What to produce: Could you rewrite only the rows from the one containing "[point] light bulb" through the last row, requests included, with every point coordinate in the answers shifted up by 126? Leave the numbers in the requests and their sample formats as they are.

Record list:
BEGIN

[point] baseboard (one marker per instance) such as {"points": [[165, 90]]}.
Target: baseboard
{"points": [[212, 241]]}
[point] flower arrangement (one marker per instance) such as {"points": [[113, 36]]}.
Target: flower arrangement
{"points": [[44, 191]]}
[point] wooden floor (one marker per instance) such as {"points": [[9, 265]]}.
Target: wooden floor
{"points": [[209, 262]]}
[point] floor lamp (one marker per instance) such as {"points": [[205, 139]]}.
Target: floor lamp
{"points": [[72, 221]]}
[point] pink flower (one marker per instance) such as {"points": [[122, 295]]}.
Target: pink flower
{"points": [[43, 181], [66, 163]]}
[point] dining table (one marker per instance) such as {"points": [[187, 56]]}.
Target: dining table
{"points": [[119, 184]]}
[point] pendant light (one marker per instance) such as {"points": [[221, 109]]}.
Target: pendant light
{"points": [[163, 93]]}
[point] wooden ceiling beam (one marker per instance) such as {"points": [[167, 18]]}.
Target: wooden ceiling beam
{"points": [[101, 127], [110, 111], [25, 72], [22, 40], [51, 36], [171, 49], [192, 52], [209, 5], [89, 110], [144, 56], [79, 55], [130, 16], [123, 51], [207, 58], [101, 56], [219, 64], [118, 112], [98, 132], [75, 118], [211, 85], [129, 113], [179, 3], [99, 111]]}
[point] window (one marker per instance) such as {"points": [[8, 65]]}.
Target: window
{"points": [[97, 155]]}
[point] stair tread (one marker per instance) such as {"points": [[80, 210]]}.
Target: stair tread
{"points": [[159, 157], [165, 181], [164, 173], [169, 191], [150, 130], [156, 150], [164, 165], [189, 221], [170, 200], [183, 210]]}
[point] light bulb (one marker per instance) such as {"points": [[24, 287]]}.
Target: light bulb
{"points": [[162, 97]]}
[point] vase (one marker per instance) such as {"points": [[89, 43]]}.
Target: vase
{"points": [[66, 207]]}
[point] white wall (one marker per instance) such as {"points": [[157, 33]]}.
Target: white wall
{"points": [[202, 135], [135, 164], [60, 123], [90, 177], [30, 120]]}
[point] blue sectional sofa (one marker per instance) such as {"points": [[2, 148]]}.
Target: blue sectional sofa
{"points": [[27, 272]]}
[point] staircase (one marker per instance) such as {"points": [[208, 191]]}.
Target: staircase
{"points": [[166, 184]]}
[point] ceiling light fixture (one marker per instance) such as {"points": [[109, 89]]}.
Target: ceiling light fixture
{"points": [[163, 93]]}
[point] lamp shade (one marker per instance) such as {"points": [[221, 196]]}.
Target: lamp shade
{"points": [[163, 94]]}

END

Output of the exercise:
[point] light bulb (one marker per instance) such as {"points": [[24, 287]]}.
Target: light bulb
{"points": [[288, 223]]}
[point] vase (one marker per instance) such as {"points": [[89, 43]]}.
Target: vase
{"points": [[192, 333]]}
[point] white wall (one marker per instance) such as {"points": [[157, 33]]}.
Target: white wall
{"points": [[328, 261], [261, 290], [186, 249], [216, 303], [156, 246]]}
[point] blue sectional sofa (one marker per instance) such as {"points": [[2, 148]]}.
Target: blue sectional sofa
{"points": [[153, 398]]}
[point] staircase (one marker per instance) such as {"points": [[208, 191]]}.
Target: staircase
{"points": [[292, 310]]}
[point] ceiling light fixture (one marker per instance) such as {"points": [[109, 89]]}.
Target: ceiling light fixture
{"points": [[289, 219]]}
[point] lamp shade (one marker per instance) such as {"points": [[221, 196]]}.
Target: lamp shade
{"points": [[289, 220]]}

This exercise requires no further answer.